To be clear, Dhiab is legally entitled to leave Uruguay. The United States never charged him with a crime, he was formally cleared of any ties to terrorism, and he can hardly walk without crutches. Nonetheless, he was treated as a security threat and jailed in Venezuela before being deported back to Uruguay, where he’s been unable to get the social and medical support he needs.

Dhiab’s situation is tragic. It was also entirely avoidable. We were among the independent medical professionals who evaluated Dhiab and examined his medical records while he was held at Guantánamo from 2002 until 2014. Years of prolonged detention, emotional and physical distress, and the death of his son in Syria’s ongoing conflict inflicted deep psychological trauma. In addition, Dhiab suffers from chronic pain and partial paralysis from a prior car accident.

Our review showed that the staff at Guantánamo routinely withheld Dhiab’s crutches and wheelchair and refused to give him basic over-the-counter painkillers. They also subjected him to repeated “forcible cell extractions” – a tactic typically reserved for non-compliant prisoners, which was unnecessary in Dhiab’s case and aggravated his medical condition. After he and dozens of other detainees began a hunger strike, Dhiab was forcibly fed while strapped into a five-point restraint chair.
——————
**YOUR TASKS:**
1. According to the passage about Dhiab, during which years was he held at Guantánamo?
2. In the passage about Dhiab, rewrite the stretch from "To be clear, Dhiab" through "support he needs.", replacing "jailed" with "detained".
3. Carry on the account of Dhiab's treatment at Guantánamo from where it stops.

**LISTED ENTRIES:**
——————
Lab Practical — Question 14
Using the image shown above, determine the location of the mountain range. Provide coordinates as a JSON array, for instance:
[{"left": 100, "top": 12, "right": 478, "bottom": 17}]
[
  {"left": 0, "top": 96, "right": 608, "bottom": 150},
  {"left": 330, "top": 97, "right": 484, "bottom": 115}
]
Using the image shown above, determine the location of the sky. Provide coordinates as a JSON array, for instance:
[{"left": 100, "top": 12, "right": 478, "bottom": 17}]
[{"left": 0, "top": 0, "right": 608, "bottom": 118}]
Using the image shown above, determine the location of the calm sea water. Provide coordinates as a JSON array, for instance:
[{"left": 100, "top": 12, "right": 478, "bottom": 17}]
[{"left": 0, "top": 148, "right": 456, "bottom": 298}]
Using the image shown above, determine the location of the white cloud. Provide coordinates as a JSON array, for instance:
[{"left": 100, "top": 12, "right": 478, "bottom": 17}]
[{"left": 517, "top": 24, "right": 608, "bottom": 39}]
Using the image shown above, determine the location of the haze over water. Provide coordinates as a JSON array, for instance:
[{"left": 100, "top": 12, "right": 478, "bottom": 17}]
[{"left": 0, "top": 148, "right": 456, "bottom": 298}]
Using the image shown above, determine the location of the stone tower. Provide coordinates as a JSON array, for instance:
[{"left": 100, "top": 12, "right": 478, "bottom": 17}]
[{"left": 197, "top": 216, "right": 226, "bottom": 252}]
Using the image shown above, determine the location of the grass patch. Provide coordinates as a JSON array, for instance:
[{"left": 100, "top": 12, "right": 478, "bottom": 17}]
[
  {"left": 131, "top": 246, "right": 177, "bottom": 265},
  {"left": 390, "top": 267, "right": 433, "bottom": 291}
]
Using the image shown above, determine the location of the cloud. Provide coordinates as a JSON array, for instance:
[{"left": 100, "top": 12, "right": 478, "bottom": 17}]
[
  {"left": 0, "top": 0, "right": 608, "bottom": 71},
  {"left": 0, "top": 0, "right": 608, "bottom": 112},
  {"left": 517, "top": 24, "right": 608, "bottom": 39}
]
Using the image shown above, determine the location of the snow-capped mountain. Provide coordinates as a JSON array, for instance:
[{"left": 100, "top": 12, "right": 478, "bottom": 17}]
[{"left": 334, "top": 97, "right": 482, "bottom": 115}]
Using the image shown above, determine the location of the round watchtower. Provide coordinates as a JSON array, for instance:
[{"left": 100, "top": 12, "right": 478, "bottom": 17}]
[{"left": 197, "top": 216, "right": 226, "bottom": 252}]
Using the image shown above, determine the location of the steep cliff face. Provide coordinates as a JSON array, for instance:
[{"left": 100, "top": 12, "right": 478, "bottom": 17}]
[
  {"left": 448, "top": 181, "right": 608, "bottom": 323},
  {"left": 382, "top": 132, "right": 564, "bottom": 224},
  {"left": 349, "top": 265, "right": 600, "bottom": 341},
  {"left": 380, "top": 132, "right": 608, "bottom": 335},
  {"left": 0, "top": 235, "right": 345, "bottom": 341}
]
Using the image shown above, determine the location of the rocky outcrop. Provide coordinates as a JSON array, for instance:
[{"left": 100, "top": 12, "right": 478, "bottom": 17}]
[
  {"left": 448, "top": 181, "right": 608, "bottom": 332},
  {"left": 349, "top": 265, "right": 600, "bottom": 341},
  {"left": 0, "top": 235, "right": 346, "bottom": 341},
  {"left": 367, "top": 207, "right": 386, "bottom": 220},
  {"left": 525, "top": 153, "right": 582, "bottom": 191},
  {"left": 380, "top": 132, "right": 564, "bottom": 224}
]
——————
**ANSWERS FOR THE TASKS:**
1. From 2002 until 2014.

2.
To be clear, Dhiab is legally entitled to leave Uruguay. The United States never charged him with a crime, he was formally cleared of any ties to terrorism, and he can hardly walk without crutches. Nonetheless, he was treated as a security threat and detained in Venezuela before being deported back to Uruguay, where he’s been unable to get the social and medical support he needs.

3.
The American and World Medical Associations prohibit force-feeding of competent adults under any circumstance, and Dhiab was certainly competent – just desperate to be heard. In a lawsuit filed by Dhiab’s lawyers, a federal judge said the procedure caused “unnecessary pain” and “agony.” There was no medical basis for force-feeding Dhiab. He was simply punished for protesting.

As a result of these experiences, Dhiab has complex medical, psychological, and social needs. Research shows that people who have been tortured in detention need a range of services to support their reintegration and rehabilitation. Yet upon Dhiab’s release, instead of making an individualized transfer plan to address those complex needs, the U.S. government loaded him on to a plane to a place far from anything or anyone familiar.

Many former Guantánamo detainees are being released with serious medical conditions. Earlier this year, a morbidly obese, chronically ill Egyptian man was transferred to Bosnia without adequate medical support. Another detainee was released in April weighing around 75 pounds, after a decade of force-feeding. Last year, a former detainee in Kazakhstan died of kidney failure just six months after his release.

The conditions at Guantánamo Bay inflicted lasting physical and psychological harm on many men. The Obama Administration has commendably worked to free as many detainees as possible. But the plan to expedite transfers has shortchanged the men who need more extensive care in the countries where they are resettled. As a recent New York Times investigation shows, many men detained in CIA and military custody suffer from lasting mental and physical harm as a result of their mistreatment. They have not received support.

As physicians, before we release a patient from the hospital, we plan a therapeutic handoff which includes medical needs down the road. That’s exactly what’s needed here. Authorities already review the medical condition of each detainee as part of a rigorous, pre-transfer security review process. This information should also be used to devise an appropriate post-detention care plan, one that addresses each detainee’s medical and psychological needs.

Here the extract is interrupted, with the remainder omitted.